Supplied data
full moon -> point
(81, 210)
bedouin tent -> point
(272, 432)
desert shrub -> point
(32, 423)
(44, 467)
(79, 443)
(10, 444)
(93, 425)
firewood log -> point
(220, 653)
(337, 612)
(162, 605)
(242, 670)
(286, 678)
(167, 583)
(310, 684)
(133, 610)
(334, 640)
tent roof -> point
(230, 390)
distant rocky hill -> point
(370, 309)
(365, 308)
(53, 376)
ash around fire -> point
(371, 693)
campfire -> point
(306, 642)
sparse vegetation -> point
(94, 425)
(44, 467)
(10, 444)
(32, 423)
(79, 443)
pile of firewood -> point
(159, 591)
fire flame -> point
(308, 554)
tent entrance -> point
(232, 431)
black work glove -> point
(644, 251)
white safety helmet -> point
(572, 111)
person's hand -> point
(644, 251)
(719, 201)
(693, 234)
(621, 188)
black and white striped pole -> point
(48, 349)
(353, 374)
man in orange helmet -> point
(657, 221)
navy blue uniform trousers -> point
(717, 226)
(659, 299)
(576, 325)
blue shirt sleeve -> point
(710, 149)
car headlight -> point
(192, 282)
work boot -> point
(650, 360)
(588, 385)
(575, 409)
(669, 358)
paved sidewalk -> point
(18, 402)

==

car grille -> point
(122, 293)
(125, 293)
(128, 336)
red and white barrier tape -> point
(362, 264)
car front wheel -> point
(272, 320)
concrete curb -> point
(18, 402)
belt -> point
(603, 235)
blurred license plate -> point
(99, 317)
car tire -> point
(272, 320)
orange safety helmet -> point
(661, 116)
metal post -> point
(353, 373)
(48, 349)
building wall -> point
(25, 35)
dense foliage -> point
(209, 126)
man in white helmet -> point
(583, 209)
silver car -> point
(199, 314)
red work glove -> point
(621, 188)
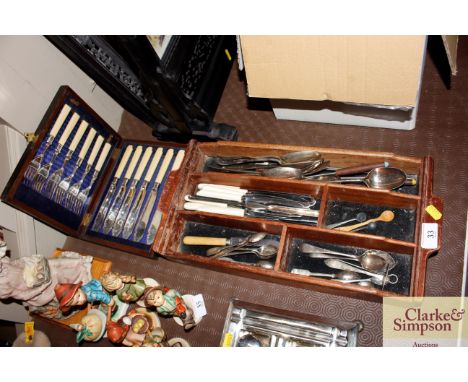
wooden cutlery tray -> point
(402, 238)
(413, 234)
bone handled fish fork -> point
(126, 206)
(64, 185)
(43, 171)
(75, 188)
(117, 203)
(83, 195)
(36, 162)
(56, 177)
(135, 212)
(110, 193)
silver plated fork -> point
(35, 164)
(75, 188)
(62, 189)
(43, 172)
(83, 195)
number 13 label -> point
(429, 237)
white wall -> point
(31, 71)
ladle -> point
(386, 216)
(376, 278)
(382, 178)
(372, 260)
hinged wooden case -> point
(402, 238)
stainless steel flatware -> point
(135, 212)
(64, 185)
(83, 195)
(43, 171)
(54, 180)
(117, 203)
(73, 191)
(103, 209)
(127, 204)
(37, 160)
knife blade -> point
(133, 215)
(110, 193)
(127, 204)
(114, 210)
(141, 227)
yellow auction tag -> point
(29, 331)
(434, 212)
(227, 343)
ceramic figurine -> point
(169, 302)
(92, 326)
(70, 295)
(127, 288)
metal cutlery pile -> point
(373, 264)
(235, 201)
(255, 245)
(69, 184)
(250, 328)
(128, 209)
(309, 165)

Exercise
Copy out every line in the two blocks of items above that contains the word "pile". Case counts.

Result of the task
pile of firewood -> point
metal cutlery pile -> point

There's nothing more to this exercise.